(Saved entries)
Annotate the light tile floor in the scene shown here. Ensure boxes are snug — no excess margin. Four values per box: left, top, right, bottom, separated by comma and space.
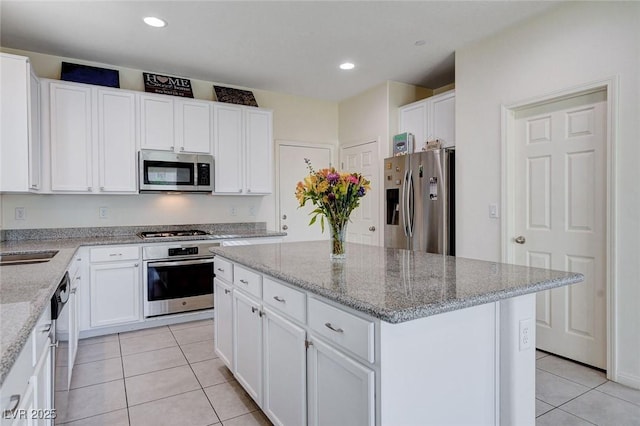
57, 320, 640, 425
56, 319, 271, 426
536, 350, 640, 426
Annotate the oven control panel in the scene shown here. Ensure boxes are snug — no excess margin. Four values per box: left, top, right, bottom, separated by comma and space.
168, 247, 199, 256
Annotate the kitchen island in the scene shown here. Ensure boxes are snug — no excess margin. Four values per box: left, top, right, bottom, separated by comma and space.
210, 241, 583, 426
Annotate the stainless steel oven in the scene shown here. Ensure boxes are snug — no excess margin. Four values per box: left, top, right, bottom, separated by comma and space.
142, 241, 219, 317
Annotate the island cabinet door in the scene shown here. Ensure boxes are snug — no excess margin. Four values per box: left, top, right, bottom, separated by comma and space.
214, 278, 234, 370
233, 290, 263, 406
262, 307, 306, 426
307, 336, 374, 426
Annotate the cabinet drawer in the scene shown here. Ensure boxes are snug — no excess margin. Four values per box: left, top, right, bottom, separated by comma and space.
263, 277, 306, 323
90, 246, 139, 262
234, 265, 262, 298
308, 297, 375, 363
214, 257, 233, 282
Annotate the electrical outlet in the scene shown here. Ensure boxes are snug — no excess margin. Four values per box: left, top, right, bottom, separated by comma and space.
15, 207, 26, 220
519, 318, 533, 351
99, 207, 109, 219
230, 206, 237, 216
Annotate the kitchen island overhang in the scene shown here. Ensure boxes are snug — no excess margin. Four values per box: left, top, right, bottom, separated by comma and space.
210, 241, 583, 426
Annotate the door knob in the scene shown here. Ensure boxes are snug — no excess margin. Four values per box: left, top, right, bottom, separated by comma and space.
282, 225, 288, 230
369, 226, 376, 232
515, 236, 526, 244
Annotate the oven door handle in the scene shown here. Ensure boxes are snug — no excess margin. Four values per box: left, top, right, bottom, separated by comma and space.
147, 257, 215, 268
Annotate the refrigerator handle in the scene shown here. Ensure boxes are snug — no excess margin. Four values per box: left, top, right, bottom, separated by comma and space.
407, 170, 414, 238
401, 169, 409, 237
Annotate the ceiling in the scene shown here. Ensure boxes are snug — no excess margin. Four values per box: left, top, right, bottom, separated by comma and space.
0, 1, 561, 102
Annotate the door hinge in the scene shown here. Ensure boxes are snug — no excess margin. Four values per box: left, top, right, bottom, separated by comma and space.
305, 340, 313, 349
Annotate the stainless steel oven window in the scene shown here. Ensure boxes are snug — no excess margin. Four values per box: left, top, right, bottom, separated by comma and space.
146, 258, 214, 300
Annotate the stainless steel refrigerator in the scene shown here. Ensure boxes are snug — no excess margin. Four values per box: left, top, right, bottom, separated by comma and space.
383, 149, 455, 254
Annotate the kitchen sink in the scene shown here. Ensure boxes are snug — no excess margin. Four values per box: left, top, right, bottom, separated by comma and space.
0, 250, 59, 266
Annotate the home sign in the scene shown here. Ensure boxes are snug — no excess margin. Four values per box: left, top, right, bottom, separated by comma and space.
---
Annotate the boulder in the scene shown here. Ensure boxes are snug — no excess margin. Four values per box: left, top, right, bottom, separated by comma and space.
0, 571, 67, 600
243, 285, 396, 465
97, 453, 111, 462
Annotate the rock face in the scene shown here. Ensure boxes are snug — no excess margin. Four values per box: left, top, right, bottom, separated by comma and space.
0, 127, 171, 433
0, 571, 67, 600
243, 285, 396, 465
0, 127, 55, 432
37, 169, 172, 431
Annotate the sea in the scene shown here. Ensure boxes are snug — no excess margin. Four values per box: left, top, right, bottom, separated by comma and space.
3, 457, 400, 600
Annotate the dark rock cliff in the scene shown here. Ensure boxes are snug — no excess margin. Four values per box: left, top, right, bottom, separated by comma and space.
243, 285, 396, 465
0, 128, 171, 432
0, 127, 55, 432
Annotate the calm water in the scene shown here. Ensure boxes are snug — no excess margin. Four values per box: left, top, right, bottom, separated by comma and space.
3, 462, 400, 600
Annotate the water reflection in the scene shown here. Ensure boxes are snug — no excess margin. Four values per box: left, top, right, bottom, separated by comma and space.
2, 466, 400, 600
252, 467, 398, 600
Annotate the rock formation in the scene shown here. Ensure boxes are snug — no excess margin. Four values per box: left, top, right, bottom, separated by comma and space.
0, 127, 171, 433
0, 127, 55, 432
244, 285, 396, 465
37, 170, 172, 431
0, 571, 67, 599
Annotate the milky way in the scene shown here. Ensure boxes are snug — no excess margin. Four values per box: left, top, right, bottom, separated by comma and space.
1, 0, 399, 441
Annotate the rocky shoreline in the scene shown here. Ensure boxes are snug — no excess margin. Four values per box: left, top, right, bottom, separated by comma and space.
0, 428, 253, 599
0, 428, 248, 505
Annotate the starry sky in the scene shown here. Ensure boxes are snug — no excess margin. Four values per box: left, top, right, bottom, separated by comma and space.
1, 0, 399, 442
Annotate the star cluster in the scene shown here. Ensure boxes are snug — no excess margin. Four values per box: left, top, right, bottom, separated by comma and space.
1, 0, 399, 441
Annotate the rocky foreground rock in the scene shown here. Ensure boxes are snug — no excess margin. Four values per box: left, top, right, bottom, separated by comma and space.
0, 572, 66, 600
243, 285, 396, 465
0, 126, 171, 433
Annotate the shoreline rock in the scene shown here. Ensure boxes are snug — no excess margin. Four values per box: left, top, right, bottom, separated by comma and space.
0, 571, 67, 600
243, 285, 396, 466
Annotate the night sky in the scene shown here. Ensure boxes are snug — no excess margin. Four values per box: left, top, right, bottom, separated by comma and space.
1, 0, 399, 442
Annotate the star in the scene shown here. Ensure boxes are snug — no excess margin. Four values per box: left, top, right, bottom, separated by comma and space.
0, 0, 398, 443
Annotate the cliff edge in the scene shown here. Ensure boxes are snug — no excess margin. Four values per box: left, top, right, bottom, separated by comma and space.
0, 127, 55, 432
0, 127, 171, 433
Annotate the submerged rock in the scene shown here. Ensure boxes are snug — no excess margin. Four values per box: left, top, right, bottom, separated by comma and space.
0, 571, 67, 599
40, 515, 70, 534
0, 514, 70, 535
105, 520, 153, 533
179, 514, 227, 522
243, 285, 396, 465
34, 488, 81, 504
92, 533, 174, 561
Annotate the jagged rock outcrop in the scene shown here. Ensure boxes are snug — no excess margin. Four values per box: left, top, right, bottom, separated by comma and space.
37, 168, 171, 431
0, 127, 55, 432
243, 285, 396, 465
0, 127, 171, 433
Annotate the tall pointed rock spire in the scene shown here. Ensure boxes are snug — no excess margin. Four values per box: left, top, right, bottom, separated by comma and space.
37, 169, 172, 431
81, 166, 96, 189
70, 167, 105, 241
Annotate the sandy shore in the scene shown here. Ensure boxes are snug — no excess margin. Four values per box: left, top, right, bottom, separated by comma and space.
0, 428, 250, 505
==
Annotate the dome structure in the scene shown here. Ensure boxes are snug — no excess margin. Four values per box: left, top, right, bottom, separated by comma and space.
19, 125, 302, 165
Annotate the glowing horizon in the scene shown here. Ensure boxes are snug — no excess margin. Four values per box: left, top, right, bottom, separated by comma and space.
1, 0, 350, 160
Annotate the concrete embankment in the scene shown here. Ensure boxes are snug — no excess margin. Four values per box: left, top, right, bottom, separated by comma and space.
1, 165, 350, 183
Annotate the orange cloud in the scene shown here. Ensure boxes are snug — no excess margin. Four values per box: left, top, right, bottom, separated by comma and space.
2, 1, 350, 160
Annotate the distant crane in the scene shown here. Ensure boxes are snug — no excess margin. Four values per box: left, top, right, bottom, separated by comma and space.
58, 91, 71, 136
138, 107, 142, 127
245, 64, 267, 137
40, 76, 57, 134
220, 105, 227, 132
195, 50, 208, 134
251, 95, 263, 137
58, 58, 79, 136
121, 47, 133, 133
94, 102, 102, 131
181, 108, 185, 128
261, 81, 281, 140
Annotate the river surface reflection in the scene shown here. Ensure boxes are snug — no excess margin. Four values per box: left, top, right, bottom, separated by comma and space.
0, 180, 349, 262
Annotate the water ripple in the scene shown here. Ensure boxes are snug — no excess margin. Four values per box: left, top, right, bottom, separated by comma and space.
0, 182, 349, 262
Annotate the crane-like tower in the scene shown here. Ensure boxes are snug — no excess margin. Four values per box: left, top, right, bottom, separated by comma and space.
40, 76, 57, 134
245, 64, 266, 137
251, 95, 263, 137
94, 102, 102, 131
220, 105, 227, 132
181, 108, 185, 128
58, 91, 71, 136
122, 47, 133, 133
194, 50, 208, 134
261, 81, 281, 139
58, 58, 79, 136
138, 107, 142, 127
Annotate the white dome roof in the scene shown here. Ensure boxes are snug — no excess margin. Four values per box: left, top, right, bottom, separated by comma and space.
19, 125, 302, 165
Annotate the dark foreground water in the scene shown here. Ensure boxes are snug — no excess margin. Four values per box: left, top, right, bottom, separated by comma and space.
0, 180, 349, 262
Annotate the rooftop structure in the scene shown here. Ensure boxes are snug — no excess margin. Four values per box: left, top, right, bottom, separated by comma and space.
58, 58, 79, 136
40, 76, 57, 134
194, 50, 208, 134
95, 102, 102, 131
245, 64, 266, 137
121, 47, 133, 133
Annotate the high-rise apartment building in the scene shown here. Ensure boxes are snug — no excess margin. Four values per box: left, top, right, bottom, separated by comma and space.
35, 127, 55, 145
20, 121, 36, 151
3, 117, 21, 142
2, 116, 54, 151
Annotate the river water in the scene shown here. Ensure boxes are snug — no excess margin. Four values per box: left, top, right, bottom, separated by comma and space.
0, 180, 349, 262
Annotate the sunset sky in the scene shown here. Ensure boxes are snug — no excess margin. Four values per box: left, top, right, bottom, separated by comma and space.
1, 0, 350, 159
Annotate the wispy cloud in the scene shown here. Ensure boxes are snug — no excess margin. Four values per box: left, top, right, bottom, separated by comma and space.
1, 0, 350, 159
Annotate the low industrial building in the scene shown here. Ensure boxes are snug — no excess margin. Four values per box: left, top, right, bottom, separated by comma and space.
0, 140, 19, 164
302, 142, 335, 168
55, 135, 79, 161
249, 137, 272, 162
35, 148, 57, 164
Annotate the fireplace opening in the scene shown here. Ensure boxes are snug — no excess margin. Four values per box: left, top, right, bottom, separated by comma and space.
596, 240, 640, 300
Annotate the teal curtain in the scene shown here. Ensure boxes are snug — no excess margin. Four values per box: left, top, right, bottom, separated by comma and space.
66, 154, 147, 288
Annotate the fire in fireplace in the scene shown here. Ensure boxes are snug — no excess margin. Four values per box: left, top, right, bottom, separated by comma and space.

WORK TO BE COMPLETED ->
Copy the lines above exactly. Start with the line containing "Annotate the sunset", end with the line containing "Annotate the fire in", and include both.

OUTPUT BELOW ->
Annotate the sunset sky in the scene shown here. Ensure boxes are snug — no excess margin. Four values per box: left, top, right, bottom, separated by comma and space.
1, 0, 350, 159
Annotate the wispy cloud in the scene shown here. Ensure boxes are snug — no excess margin. Four values per box: left, top, right, bottom, separated by comma and space.
1, 0, 350, 159
Annotate the low industrial building in the scene shown here. Ensure boxes are snug — no excess margin. Four values per box: left, top, right, bottom, separated by comma and space.
0, 140, 19, 164
302, 142, 335, 168
55, 135, 79, 161
249, 137, 272, 162
35, 148, 57, 164
Annotate the fireplace opening in the scene shown here. Ensure boxes are snug — no excess margin. Four values per box: left, top, right, bottom, separated by comma and space.
596, 240, 640, 300
Annotate the teal curtain in the scene shown here. Ensure boxes are snug — no excess margin. Four values per box: left, top, right, bottom, separated by comma and space.
66, 154, 147, 288
Annotate the fire in fireplace in the scene shown here. Ensure boxes are snug — no excess margin. Four values per box: left, top, right, bottom, separated by comma and space.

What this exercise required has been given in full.